## [Aim of the exercise]
Rescale the records from the line containing "Target: deer's back" through the end of the records. Give all of those lines again, requests included, with every point coordinate in the answers multiplied by 0.35 and rounded to a whole number (halves up), and give nothing else.

## [Dataset entries]
/---
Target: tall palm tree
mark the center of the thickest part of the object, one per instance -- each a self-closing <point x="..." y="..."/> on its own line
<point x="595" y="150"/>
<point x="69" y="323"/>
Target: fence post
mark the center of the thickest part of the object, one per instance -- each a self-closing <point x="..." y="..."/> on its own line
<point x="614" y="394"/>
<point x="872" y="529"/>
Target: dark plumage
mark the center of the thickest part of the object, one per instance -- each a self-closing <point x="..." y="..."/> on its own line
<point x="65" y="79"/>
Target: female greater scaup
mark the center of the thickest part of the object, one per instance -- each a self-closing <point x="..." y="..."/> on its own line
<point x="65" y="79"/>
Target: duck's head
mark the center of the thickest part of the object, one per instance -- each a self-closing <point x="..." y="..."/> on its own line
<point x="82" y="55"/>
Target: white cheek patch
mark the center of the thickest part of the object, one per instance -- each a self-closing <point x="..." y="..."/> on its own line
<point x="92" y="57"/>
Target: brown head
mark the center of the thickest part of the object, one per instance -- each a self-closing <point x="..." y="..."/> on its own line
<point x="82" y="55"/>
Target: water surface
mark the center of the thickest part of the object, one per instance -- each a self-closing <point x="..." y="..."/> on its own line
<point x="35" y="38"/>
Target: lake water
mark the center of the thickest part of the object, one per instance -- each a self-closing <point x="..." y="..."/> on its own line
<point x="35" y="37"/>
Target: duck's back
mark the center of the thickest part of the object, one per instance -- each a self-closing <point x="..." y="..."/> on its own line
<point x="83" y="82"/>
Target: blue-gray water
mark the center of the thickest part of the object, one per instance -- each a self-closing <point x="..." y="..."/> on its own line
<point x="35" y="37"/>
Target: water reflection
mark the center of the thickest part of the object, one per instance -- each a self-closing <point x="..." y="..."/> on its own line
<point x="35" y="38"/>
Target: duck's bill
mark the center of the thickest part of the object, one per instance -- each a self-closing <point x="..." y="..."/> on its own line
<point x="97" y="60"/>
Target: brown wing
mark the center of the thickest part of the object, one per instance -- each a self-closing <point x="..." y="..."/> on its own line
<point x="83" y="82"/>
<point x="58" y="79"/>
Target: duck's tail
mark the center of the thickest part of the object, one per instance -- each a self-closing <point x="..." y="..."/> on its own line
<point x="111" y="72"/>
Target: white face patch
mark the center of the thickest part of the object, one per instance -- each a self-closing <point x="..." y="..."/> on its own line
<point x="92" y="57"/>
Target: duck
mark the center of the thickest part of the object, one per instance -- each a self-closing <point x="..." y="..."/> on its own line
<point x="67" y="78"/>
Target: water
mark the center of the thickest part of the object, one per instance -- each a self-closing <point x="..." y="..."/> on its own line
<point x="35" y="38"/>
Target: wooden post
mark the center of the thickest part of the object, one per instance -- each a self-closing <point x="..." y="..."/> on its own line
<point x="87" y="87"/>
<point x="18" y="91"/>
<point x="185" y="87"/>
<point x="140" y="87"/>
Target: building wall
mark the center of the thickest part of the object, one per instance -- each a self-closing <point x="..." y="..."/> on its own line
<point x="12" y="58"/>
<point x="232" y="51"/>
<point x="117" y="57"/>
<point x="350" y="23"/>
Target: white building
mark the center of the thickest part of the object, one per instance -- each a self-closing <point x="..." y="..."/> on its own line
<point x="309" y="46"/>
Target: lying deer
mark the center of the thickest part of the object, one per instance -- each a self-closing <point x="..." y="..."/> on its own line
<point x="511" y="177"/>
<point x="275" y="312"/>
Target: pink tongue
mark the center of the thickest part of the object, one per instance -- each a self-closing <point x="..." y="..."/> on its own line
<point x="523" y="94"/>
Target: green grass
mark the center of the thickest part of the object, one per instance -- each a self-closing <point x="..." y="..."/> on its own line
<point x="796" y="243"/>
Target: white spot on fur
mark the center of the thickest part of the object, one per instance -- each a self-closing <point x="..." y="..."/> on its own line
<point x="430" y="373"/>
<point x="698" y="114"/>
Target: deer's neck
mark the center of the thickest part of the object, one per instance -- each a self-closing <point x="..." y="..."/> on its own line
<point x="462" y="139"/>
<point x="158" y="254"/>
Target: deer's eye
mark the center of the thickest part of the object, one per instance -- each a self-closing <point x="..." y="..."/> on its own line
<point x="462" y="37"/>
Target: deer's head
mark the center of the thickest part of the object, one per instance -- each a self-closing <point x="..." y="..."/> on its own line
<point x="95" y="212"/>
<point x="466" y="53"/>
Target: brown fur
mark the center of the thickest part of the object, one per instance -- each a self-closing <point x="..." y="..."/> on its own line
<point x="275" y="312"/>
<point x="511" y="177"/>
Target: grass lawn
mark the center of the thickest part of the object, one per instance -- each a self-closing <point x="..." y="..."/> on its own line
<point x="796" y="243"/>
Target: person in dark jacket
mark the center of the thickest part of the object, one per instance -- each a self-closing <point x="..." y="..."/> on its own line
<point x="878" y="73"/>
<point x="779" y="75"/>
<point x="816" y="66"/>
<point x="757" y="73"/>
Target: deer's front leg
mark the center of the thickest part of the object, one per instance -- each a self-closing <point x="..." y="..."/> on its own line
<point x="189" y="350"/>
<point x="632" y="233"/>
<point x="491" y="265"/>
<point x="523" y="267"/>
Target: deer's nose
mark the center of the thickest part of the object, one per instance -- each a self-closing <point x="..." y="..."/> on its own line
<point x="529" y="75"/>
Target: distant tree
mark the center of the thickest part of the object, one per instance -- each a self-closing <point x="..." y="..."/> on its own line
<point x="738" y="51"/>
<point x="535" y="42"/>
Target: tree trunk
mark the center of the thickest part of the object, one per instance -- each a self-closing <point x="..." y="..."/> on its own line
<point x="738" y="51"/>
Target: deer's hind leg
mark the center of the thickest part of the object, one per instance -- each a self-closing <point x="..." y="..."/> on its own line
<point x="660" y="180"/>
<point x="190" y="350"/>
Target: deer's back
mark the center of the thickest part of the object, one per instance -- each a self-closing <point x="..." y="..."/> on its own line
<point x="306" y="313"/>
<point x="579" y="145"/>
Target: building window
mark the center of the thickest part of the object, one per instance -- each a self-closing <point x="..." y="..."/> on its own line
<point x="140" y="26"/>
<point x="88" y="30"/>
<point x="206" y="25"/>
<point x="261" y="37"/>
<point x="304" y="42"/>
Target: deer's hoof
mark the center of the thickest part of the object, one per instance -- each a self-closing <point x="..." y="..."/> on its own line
\---
## [Result]
Target: deer's back
mark the center of the thickest part of the object, one per instance -- each a self-closing <point x="..." y="..."/> on its own line
<point x="107" y="110"/>
<point x="203" y="51"/>
Target: building window
mark the center of the thickest part of the object, one per instance -- each a self-closing <point x="..." y="..."/> on its own line
<point x="49" y="9"/>
<point x="31" y="11"/>
<point x="72" y="9"/>
<point x="91" y="13"/>
<point x="106" y="15"/>
Target: deer's hoof
mark the center of the thickest part of the object, one per instance -- each a self-closing <point x="..." y="..."/> on its own line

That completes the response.